Stated problem ->
Print all of the records below verbatim, line for line, without changing anything.
+ + +
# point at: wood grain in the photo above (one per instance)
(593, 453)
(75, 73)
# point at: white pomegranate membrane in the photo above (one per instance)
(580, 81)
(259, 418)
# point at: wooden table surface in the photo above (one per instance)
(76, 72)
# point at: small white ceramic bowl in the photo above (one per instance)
+ + +
Task output ->
# point at: wood grain in the photo above (one per instance)
(593, 453)
(75, 73)
# point at: white pomegranate membrane in the photo above (one per instance)
(580, 81)
(259, 418)
# point at: wooden table surface in the photo above (one per instance)
(76, 72)
# point at: small white ceramic bowl in the photo above (one per instance)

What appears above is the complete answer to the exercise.